**RECORD SET:**
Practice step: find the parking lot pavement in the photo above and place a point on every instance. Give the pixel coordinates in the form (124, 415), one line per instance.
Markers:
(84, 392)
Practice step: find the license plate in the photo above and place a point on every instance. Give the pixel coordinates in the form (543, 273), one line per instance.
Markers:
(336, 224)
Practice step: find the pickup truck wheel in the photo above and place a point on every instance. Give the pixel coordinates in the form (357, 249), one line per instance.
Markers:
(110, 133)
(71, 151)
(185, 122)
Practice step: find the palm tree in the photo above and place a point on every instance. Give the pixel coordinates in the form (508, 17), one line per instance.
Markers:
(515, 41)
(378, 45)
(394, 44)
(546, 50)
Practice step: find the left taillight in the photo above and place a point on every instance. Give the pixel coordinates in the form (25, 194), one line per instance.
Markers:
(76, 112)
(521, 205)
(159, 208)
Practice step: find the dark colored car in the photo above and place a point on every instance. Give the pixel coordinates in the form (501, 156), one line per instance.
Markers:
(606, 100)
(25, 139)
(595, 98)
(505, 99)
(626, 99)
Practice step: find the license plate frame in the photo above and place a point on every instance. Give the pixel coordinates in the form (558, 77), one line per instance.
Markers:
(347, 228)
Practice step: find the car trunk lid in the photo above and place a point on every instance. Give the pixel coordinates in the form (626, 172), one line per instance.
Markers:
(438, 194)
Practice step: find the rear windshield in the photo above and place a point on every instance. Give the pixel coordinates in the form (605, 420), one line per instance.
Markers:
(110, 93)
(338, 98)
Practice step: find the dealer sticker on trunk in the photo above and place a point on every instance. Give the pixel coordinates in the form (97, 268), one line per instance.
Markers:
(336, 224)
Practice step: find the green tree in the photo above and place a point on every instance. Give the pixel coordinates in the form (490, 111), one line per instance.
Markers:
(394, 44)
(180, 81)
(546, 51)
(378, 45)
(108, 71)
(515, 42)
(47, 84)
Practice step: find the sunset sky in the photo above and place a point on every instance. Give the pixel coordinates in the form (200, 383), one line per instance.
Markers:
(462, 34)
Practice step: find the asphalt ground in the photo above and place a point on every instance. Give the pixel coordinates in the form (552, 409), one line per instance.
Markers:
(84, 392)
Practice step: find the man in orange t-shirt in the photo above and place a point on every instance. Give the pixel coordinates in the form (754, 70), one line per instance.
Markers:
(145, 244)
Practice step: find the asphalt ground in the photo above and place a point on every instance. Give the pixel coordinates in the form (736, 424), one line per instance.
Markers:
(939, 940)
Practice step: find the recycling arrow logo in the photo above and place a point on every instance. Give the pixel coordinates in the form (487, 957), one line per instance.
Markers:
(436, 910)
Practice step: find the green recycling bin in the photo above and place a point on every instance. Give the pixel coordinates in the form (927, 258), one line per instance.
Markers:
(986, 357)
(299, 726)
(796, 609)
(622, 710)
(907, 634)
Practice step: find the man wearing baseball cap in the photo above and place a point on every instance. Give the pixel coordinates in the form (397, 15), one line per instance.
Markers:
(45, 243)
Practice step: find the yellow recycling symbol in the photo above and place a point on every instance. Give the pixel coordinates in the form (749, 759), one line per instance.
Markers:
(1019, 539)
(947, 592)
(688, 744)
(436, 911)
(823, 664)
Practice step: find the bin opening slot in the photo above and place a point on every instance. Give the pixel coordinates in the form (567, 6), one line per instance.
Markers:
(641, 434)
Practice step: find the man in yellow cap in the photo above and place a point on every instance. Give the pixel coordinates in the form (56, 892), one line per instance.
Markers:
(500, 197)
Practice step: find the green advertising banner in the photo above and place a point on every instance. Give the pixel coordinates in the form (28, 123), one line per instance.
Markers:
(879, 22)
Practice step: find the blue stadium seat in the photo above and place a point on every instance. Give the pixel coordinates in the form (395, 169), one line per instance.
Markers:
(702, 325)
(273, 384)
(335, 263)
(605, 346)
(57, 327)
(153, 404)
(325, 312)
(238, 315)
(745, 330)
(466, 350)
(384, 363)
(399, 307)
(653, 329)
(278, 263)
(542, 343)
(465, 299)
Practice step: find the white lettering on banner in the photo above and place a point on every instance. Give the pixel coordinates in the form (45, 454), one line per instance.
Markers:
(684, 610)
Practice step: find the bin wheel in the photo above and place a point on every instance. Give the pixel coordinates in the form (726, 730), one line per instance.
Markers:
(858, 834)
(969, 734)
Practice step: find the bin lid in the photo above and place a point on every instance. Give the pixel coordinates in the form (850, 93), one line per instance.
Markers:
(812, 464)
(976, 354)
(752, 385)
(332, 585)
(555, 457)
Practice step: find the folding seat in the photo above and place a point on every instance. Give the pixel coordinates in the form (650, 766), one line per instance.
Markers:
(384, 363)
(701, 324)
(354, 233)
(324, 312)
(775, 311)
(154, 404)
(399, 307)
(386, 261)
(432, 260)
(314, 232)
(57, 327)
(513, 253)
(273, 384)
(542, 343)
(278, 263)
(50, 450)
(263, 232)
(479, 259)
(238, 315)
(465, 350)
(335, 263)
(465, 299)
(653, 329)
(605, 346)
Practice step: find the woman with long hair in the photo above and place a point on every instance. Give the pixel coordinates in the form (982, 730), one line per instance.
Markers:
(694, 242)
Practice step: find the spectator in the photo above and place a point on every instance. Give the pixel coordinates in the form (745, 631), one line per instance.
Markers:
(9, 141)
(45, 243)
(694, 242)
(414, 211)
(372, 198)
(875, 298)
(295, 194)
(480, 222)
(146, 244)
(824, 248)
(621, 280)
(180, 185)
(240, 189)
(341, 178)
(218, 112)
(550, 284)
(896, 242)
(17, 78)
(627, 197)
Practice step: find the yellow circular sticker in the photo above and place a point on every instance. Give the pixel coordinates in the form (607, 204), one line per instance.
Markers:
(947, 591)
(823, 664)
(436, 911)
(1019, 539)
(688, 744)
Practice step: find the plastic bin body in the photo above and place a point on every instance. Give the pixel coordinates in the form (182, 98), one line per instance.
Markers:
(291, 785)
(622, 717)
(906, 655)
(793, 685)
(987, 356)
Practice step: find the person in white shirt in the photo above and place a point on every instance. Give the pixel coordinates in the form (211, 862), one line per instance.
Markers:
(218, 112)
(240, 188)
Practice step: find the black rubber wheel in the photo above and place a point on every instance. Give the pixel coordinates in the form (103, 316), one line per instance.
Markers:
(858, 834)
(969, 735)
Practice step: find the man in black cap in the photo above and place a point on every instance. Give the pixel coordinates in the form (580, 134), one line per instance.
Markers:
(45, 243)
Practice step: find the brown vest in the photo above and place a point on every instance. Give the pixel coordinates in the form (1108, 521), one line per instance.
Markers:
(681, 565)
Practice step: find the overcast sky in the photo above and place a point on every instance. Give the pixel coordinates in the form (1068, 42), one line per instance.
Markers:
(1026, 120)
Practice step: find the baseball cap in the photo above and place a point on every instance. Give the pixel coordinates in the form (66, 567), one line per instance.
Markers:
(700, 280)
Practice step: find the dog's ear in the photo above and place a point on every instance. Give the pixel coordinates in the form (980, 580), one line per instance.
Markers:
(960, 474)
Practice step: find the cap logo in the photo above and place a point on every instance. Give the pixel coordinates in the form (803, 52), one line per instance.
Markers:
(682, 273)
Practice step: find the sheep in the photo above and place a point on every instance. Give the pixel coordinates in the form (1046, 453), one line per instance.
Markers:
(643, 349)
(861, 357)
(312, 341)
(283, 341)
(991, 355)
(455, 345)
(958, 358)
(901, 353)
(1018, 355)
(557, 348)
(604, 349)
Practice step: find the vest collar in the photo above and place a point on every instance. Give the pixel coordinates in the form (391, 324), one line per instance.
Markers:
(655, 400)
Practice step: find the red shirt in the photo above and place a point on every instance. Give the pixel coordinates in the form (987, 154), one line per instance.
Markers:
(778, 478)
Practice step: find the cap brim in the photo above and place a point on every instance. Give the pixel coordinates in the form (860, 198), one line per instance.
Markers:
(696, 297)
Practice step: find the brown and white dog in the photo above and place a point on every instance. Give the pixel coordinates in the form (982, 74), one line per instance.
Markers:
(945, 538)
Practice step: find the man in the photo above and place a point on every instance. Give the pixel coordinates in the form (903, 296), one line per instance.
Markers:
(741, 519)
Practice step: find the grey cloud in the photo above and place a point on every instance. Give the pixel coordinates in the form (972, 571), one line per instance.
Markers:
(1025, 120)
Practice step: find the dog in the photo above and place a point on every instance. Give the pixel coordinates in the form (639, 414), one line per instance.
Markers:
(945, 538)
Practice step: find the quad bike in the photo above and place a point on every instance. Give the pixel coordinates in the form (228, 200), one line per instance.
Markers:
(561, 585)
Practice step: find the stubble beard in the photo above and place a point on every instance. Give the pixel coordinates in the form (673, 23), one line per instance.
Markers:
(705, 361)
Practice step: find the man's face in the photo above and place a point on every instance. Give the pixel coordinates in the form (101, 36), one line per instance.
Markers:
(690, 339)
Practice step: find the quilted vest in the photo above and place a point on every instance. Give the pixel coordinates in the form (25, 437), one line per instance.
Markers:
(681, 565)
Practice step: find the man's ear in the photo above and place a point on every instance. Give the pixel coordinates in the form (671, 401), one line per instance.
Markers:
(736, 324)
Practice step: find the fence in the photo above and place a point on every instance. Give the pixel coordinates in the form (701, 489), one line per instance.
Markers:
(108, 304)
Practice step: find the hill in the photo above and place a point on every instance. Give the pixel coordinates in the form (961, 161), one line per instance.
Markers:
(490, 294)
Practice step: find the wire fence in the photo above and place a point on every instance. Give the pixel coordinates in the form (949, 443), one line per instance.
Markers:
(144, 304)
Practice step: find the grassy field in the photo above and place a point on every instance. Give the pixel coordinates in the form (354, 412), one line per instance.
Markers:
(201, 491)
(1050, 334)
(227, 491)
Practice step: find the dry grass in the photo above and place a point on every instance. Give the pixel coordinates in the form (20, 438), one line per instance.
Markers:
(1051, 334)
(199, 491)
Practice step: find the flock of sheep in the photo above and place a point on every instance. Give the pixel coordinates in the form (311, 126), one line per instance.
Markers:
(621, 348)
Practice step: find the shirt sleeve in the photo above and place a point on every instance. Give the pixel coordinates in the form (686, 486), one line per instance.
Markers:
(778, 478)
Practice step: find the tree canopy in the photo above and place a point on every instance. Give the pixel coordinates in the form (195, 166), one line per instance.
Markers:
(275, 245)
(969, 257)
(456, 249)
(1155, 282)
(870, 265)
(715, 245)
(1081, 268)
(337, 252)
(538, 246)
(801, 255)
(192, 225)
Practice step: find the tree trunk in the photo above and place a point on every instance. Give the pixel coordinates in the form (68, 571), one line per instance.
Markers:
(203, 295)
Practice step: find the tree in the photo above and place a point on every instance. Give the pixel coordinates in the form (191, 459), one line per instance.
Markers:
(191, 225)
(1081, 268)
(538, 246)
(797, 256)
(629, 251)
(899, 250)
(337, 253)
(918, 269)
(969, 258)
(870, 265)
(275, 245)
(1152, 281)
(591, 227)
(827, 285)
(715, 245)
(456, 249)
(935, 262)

**WHAT NEEDS TO BE DONE:** Copy out the data verbatim, beginning with the line that contains "Practice step: find the tree canopy" and continuing through the last line of the data.

**PROBLEM SOLUTION:**
Practice step: find the tree canopy in the photo above and place a point on every instance. Give the pixel coordinates in the form (195, 166), one line per instance.
Markers:
(275, 245)
(969, 257)
(456, 249)
(1155, 282)
(870, 265)
(715, 245)
(1081, 268)
(337, 252)
(538, 246)
(801, 255)
(192, 225)
Practice step: find the tree trunk in the photo above and place a point on every instance. Give the pixel coordinates in the form (68, 571), one line per instance.
Markers:
(203, 295)
Practice step: find the tree in the photo above and place a point on every instance. Give the pixel coordinates in the form (191, 459), one line per instance.
Markers:
(191, 225)
(1081, 268)
(538, 246)
(797, 256)
(629, 251)
(899, 250)
(337, 253)
(918, 269)
(969, 258)
(870, 265)
(275, 245)
(1152, 281)
(591, 227)
(827, 285)
(715, 245)
(456, 249)
(935, 262)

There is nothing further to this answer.